Task prompt: The lines below, beginning at the one that contains "the white lighthouse" and ending at the last, are to be retyped exactly.

(Records contained in a dataset)
Content starts

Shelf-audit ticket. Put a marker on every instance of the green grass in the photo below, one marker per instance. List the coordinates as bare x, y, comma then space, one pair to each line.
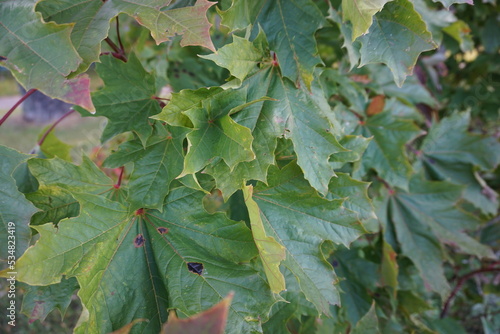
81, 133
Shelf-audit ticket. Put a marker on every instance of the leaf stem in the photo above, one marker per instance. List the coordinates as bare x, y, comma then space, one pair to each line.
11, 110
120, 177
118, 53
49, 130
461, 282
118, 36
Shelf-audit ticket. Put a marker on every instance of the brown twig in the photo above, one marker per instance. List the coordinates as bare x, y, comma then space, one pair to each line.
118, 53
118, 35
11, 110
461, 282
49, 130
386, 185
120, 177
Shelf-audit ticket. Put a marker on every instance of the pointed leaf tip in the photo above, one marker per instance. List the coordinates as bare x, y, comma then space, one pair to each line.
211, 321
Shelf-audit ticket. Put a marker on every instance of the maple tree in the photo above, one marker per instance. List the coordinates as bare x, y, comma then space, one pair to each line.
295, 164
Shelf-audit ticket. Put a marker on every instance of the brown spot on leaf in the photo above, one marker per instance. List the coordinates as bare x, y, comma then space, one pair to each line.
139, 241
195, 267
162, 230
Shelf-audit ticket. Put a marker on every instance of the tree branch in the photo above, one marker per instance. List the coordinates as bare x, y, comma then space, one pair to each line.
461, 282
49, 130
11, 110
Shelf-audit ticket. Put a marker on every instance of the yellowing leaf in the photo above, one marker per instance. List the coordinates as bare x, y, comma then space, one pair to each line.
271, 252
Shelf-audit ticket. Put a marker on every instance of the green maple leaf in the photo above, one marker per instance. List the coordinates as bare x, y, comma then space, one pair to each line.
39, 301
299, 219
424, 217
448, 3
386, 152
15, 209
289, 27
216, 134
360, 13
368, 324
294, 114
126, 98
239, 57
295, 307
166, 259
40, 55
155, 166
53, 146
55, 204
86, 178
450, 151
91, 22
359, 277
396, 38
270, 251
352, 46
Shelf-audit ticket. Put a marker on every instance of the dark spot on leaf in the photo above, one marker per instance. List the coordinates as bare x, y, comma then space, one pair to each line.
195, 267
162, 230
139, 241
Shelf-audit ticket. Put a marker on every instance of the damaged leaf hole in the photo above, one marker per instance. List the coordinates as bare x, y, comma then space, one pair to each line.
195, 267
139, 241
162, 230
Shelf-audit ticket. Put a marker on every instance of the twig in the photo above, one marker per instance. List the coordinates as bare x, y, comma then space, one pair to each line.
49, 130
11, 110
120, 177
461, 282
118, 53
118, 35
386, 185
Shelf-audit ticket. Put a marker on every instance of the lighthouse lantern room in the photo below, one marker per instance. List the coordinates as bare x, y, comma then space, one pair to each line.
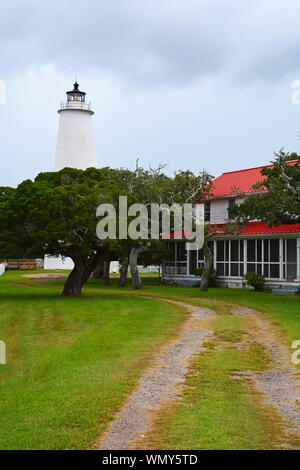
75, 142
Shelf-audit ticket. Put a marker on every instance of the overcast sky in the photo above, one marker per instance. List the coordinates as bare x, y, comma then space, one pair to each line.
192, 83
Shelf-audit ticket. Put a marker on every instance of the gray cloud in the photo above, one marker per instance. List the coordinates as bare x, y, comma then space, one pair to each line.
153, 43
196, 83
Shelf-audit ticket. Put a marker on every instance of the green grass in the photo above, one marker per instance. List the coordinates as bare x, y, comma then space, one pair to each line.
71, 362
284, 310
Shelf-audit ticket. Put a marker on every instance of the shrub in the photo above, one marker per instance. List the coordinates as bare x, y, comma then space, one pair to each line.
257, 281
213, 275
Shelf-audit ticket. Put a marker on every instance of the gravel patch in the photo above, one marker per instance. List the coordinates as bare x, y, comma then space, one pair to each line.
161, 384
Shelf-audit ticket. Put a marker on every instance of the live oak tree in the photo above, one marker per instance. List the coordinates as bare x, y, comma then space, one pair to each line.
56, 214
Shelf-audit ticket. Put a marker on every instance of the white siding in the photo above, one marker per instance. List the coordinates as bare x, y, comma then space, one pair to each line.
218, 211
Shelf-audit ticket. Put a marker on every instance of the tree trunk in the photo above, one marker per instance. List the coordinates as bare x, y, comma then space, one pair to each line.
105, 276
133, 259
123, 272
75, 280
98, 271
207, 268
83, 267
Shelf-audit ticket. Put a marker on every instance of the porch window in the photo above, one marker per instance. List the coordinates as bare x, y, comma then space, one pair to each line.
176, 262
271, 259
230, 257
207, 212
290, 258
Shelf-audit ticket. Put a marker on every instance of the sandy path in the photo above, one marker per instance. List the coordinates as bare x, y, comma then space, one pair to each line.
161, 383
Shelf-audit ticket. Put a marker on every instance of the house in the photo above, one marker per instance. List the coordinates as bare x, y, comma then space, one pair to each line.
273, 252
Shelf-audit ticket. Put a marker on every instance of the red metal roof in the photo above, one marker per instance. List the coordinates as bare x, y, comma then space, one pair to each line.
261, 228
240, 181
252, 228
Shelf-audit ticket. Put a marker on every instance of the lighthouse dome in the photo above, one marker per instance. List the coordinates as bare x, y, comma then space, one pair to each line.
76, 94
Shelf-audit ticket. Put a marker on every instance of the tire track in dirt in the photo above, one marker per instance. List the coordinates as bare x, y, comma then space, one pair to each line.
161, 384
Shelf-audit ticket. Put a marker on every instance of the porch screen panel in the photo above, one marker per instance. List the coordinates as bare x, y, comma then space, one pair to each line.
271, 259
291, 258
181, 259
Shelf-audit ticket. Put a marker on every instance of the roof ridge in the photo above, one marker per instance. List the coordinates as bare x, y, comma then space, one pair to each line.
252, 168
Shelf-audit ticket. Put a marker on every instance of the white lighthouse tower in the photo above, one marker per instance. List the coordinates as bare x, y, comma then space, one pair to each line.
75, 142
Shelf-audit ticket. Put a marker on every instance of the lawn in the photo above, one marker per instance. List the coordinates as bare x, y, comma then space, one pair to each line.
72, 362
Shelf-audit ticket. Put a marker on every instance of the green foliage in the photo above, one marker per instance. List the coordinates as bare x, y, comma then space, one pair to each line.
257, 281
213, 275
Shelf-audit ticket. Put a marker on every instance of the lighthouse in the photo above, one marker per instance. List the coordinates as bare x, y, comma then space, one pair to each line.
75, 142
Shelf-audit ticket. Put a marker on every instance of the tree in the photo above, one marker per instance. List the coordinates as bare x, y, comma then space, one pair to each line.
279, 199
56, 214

Content ends

Reply:
Shelf-audit ticket. Put a marker on every instance of the white lighthouse tower in the photo above, one marker per instance. List the coordinates as bare x, y, comma then space, one pair to each line.
75, 142
Shelf-audit ticket. Put a marker on every instance of the lawn in the photo above, one marker per instance. List the coordinates as bare x, y, comma then space, one pair to each line.
72, 362
Shelf-audit ticket. Put a marker on every instance of the green foliage in the photo above, one marker per instance. List the coordinates as bare x, y, comma then space, one pair to each line.
257, 281
213, 275
Shelf-audit ticket. Put a marker on every instance of the lighthouse in the photo above, one marker per instance. List the coordinates as bare x, y, comma then space, one pair to each line.
75, 142
Shelf-audit ticket. Put a marker on every instance of the tree in the photo above, one marker per instance. List the coordinates as bare x, y, comma then space, one pair to each line.
279, 199
56, 214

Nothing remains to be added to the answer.